### EXTRAIT FOURNI
Je suis extrêmement fier de cet album. J'ai réussi à ne pas imaginer ce que les gens en diraient, y compris sur le choix des titres de chanson... Certains sont quand même assez fous ! Je n'en avais rien à faire, j'y suis allé avec moi-même et sans compromis, en espérant tout de même que les fans ressentiraient la joie que j'ai eue à faire cet album. Après évidemment cela ne plaira pas à tout le monde, ceux qui espèrent un gros metal opera seront certainement déçus, mais c'est autre chose... Il n'empêche que je suis plus que satisfait du travail accompli. Cela fait 10 ans que j'attendais de le réaliser, et voilà qui est fait.
Alors bien sûr des gens vont dire "ah mais il se copie trop lui-même le père Arjen", mais comme tu le dis sur la deuxième piste du disque : "every song was made before" non ? Le message que tu veux faire passer ici c'est que la musique est bonne si avant tout elle est sincère et vient du coeur ?

### DONNÉES FOURNIES
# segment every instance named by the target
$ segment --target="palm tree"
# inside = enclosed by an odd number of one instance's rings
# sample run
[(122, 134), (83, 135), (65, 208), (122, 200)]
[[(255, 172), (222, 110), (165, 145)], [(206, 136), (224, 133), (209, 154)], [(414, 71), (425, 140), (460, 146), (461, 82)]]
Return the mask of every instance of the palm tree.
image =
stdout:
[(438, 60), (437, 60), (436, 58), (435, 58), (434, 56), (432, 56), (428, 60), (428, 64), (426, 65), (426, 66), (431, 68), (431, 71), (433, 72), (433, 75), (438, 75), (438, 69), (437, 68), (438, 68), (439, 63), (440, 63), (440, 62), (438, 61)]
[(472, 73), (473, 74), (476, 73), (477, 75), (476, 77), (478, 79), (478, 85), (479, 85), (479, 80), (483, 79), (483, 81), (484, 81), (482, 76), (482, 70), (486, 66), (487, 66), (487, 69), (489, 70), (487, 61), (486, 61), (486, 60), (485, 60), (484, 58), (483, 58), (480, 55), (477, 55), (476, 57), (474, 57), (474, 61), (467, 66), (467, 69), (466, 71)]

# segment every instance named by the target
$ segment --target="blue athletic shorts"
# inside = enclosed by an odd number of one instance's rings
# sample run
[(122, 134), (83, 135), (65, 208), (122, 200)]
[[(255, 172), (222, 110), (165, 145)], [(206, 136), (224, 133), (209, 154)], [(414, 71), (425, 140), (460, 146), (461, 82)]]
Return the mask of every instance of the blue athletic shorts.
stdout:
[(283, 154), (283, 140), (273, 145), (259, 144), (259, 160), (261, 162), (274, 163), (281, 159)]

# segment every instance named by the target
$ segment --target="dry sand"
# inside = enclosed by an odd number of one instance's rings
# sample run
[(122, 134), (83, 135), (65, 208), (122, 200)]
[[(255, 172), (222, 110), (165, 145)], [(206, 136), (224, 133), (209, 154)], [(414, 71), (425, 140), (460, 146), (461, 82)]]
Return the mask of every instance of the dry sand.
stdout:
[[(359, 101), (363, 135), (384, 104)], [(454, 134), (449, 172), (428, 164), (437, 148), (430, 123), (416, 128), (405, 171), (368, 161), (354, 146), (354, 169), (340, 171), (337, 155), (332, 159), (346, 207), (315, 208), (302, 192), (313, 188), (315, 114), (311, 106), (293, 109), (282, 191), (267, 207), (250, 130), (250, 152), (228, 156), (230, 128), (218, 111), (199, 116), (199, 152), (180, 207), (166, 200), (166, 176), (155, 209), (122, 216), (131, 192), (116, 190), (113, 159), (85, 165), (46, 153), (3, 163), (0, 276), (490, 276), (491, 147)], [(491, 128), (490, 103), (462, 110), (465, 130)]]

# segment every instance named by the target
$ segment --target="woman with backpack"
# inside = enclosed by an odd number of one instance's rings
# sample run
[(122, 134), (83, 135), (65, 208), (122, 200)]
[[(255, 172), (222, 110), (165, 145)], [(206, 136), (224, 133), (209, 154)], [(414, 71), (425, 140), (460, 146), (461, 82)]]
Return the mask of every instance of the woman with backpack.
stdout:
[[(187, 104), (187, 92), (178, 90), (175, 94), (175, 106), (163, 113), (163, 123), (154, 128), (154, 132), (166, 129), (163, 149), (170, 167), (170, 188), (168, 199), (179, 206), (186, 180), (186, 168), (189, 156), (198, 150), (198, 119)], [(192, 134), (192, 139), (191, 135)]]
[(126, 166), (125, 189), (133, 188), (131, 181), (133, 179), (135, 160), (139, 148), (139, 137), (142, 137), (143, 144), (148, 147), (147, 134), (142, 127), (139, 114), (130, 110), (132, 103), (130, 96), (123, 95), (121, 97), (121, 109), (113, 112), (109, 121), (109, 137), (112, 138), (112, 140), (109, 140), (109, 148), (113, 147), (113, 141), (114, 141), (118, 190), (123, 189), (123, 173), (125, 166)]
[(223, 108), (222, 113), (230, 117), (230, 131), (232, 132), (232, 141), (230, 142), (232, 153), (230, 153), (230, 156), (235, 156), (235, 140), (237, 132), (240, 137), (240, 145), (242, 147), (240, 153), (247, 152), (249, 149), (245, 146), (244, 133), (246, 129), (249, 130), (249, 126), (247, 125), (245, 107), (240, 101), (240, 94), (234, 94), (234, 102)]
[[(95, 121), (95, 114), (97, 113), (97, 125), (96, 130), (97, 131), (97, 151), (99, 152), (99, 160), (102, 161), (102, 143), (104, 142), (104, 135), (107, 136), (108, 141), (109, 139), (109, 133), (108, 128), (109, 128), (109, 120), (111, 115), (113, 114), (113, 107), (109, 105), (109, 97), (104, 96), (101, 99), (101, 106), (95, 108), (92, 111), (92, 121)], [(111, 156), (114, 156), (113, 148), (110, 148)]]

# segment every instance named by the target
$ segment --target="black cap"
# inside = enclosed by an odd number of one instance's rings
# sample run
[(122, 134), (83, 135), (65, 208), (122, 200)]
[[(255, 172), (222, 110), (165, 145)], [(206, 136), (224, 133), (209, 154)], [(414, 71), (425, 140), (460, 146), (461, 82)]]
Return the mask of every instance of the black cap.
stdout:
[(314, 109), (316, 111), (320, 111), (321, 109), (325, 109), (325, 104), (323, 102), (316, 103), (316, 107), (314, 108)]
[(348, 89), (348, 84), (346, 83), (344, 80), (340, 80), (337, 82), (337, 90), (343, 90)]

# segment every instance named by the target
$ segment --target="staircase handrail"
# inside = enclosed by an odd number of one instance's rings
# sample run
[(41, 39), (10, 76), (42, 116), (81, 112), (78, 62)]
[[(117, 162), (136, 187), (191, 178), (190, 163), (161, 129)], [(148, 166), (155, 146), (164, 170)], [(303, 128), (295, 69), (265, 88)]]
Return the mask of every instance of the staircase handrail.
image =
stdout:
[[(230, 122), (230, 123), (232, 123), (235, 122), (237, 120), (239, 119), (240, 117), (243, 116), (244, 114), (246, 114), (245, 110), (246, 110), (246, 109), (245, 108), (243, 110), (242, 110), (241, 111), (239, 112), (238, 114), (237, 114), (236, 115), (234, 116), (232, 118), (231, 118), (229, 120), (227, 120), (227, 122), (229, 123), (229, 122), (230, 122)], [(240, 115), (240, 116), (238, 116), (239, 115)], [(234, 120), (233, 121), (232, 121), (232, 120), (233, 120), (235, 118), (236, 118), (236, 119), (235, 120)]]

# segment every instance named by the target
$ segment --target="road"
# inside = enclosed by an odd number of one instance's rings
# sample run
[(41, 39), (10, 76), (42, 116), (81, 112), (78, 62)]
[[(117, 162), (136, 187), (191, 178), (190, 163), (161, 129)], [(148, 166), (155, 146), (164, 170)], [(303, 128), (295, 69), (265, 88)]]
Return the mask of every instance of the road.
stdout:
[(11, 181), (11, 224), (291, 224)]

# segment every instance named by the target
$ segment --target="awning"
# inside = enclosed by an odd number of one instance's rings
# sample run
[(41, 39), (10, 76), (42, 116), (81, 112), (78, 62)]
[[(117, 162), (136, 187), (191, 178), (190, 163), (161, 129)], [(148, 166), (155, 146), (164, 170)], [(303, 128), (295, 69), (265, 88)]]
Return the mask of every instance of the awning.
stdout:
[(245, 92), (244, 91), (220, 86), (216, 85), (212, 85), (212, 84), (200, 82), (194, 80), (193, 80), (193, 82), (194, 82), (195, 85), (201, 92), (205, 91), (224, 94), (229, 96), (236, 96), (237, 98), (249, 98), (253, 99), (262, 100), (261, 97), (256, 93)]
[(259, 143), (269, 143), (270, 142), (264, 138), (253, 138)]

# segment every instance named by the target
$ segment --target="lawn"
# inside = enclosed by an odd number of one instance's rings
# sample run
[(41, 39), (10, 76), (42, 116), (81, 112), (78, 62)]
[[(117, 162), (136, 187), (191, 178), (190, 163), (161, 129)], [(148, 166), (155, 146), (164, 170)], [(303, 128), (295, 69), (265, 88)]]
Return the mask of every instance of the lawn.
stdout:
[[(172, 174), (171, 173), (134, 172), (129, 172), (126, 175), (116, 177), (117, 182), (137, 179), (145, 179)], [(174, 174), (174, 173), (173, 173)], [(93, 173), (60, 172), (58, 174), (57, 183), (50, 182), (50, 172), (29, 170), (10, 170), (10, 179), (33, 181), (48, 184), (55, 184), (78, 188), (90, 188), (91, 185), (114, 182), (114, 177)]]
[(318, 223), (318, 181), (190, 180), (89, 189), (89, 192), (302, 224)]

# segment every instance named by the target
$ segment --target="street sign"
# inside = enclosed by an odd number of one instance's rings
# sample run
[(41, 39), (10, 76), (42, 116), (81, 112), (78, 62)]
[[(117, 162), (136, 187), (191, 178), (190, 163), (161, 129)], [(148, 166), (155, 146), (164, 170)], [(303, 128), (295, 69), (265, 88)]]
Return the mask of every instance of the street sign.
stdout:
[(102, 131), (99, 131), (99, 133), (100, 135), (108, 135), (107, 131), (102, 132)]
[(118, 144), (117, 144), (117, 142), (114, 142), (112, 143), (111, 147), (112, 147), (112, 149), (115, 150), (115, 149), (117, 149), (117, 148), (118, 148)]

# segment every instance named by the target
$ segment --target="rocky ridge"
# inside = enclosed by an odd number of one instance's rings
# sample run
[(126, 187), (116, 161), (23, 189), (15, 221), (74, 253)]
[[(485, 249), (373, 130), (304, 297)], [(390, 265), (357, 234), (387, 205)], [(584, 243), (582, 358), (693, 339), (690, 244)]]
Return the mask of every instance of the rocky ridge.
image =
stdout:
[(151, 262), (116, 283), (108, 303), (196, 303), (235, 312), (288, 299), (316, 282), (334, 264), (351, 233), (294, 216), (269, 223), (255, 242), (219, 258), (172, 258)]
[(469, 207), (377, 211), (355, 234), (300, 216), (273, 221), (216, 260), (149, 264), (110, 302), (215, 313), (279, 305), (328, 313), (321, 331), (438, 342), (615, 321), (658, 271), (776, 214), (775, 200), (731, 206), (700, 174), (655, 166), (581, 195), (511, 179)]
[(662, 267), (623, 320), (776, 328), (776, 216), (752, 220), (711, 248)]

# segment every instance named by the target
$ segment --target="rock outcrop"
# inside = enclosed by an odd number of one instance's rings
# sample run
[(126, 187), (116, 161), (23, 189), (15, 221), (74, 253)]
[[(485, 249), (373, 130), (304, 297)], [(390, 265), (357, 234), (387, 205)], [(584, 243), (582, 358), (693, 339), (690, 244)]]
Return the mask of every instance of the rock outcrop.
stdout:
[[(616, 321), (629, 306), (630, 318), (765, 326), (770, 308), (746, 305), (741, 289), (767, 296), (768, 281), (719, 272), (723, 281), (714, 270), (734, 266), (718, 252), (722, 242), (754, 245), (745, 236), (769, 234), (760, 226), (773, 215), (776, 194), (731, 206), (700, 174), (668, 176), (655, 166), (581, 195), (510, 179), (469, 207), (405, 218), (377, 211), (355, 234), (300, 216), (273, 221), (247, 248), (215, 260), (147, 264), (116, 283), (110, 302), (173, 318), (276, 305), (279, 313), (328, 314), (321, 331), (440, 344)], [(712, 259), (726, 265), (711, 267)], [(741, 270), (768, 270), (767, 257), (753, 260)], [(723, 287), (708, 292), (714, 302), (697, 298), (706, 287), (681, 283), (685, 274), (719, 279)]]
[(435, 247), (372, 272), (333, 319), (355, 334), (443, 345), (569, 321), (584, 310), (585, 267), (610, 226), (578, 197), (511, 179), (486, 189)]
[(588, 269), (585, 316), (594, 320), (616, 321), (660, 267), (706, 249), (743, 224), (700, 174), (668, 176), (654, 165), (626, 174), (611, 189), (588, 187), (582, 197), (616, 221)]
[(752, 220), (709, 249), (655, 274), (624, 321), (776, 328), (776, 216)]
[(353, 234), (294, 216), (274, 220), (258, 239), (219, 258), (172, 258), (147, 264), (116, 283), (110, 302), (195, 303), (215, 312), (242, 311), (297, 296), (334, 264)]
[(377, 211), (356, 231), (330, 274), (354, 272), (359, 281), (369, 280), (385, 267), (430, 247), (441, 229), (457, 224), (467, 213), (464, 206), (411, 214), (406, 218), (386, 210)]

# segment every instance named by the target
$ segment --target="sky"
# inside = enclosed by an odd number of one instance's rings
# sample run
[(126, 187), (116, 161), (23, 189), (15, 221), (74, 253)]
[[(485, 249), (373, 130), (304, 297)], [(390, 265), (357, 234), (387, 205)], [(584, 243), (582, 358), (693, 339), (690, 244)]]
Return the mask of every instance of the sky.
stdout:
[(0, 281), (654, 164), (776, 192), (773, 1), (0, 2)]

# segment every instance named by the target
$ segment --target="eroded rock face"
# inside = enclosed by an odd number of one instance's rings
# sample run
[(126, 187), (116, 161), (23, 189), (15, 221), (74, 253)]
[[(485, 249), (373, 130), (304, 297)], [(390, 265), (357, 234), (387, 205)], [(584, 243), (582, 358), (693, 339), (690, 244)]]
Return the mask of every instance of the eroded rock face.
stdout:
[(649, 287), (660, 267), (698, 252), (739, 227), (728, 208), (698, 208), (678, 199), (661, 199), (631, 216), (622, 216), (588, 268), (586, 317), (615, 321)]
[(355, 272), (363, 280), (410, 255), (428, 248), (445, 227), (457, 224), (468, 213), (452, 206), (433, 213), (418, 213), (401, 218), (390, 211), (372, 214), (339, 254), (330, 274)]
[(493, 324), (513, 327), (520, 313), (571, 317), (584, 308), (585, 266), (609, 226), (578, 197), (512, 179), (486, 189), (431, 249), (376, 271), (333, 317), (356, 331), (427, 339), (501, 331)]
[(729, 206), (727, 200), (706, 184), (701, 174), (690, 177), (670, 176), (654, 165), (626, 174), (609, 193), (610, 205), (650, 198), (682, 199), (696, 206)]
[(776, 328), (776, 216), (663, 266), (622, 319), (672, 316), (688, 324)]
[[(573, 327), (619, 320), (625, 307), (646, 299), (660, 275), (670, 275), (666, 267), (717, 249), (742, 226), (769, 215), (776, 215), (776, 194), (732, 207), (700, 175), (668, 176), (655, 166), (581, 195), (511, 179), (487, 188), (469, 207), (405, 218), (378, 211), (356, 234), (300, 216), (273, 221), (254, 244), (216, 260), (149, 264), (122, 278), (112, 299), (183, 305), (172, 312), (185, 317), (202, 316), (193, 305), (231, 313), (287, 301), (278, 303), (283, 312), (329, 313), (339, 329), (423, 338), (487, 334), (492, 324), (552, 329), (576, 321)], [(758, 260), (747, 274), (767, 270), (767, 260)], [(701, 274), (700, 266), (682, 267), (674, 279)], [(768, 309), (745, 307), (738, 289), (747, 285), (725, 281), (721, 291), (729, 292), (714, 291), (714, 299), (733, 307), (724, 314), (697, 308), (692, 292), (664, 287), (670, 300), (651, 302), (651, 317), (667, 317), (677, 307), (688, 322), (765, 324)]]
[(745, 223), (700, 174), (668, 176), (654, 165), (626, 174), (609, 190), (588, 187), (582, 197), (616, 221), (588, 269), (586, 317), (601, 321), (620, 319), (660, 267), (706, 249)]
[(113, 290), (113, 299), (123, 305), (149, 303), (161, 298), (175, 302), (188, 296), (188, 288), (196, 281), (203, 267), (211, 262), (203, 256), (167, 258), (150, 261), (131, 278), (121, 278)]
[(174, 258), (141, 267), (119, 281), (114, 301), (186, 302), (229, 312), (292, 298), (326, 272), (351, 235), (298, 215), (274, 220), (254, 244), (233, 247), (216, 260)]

### CONSIGNES ÉCRITES
1) Résumez en quelques phrases le paragraphe de l'extrait sur l'album qui commence par « Je suis extrêmement fier de cet album », sans perdre ses faits principaux.
2) Traduisez en anglais cette phrase de l'extrait sur l'album : « Il n'empêche que je suis plus que satisfait du travail accompli. »
3) Prolongez l'extrait sur l'album à partir de sa dernière phrase.

### RÉSULTATS DE L'EXERCICE
1) L'artiste est extrêmement fier de cet album. Il l'a réalisé sans se demander ce que les gens en diraient, y compris sur des titres de chanson parfois assez fous. Il l'a fait sans compromis, en espérant que les fans ressentiraient la joie qu'il a eue à le faire. Il reconnaît que l'album ne plaira pas à tout le monde et que ceux qui attendent un gros metal opera seront déçus. Il se dit pourtant plus que satisfait de ce travail, qu'il attendait de réaliser depuis dix ans.

2) Nevertheless, I am more than satisfied with the work that has been done.

3)
Oui c'est vrai, c'est exactement ça. Il est quasiment impossible de faire quelque chose d'original de nos jours, tout ce qu'on peut entendre nous rappelle forcément quelque chose et diverses influences. Maintenant, tant que cela est bien fait et si ce n'est pas volontairement copié, je pense que ce n'est pas important. Il faut que cela reste sincère et non dans une optique de vouloir suivre une mode par exemple.
On a tous forcément ce "défaut", notamment nous chroniqueurs et journalistes musicaux, de tout ramener aux influences et de repérer quelques éventuels plagiats même involontaires...
Mais moi aussi ça m'arrive (rires) ! Ce que je n'aime pas par contre, ce sont ces gens qui nient avoir été influencé par tel ou tel groupe. Quand je vois que quelqu'un fait une chanson très influencée par Pink Floyd et qu'il me répond "non", que même il n'en a jamais écouté de sa vie, je lui dis : "Arrête un peu mec, admets-le au moins !"... voilà pourquoi j'ai intitulé une chanson "Pink Beatles in a Purple Zeppelin", ce sont mes influences principales et j'en suis fier. Et là j'enlève même le plaisir à certains journalistes qui auraient pu m'accuser de voler certaines musiques, vu qu'en fait je m'accuse moi-même ! (rires)
Bien évidemment ce Lost in the New Real est fortement conceptuel. Cependant le concept ne semble pas si linéaire et chronologique que cela même si il semble l'être... allez, tu as quelques secondes pour nous en expliquer les grandes lignes en une phrase, ensuite on développe ensemble les sous thèmes abordés !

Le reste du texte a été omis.